» Text
▼▼▼

Brass-Knuckle Finance: An Urban Guide for Taking Back Control of Your Finances / Course 1: Budgeting

An Urban Guide for Taking Back Control of Your Finances


(This aint your ordinary personal finance course)

What do you do when you’ve spent years upon years trying countless personal finance tips, suggestions and books only to find out none of them work? Do you give up? No! You take the most no-bullshit approach to personal finance on earth. From now on, its bigger than a bunch of tips. It’s a life change. This time it’s about results.

Welcome to Brass-Knuckle FinanceA five part course that promises to not only change the way you view money but change the way you view yourself. But please don’t think this is going to be a walk in the park. Many of the steps and mentality changes that we walk you through here are very radical and at first very hard mentally to grasp. These are custom methods that I’ve been personally using successfully so far on hundreds of my clients. Please be advised: this is only for those who are dead serious about changing their situations.

Course One: Your Budget is Sh*t

Our first step in this journey is to get a fundamental understanding on the absolute most important aspect of successful personal finance: your budget. If you’ve ever conducted a simple Google search online for the term “best way to budget” you’ve no doubt been provided with hundreds of budgeting methods each claiming to be that method that will be the final fix all. Well clearly if you’re still reading this, it’s because none of that shit worked. Even in my own personal use, they have been complimentary at best..and I’m good at this stuff! Why is this? Because while many of us understand what a budget is, most of us forget the key ingredient to making it work. We all know that a budget is simply a set of guidelines on how to allocate our monthly incomes so that we reach specific financial goals, but even after knowing this, we overlook the most important part to making it all work: discipline.

But before we get ahead of ourselves, let me come right out and say it: we have no discipline in this category. This has been the problem from day one. Yes, we do know the goals we want to accomplish – buy a house, fund our retirement, buy our dream car etc. We’ve also put guidelines in place to help us achieve these goals. But who needs another set of guidelines when mentally we aren’t ready to even follow them? This is the point where its time to bring the brass-knuckles out and beat these pre-determined circumstances to a bloody pulp.

▲▲▲

» Excerpted data

▼▼▼

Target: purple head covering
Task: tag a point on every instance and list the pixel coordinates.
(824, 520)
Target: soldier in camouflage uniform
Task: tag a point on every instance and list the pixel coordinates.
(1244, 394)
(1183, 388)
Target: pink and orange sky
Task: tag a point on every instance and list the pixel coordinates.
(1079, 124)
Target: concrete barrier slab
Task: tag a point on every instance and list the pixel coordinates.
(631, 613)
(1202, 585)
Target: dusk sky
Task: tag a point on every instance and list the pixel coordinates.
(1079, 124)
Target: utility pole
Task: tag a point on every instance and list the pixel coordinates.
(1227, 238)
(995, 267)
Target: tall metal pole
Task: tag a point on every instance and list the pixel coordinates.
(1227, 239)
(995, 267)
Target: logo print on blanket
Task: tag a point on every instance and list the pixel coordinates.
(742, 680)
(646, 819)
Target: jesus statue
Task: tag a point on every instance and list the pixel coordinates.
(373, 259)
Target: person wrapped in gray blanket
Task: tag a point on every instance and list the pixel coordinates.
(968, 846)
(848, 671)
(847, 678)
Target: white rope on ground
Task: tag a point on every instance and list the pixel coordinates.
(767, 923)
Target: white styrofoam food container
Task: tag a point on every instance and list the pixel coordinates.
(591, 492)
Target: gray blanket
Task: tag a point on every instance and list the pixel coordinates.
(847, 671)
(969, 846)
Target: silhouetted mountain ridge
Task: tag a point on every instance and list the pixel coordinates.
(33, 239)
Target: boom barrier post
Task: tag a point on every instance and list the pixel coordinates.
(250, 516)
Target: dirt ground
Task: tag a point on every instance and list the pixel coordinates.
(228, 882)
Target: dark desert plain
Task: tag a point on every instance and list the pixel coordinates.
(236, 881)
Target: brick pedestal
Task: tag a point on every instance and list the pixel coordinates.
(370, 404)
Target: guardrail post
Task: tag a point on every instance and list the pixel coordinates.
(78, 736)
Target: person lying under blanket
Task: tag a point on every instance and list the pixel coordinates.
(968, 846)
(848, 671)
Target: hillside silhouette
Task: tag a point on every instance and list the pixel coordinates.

▲▲▲

» Problem description
Write out the passage of the budgeting text between "What do you" and "it’s about results.", inclusive.

» Correct answer
What do you do when you’ve spent years upon years trying countless personal finance tips, suggestions and books only to find out none of them work? Do you give up? No! You take the most no-bullshit approach to personal finance on earth. From now on, its bigger than a bunch of tips. It’s a life change. This time it’s about results.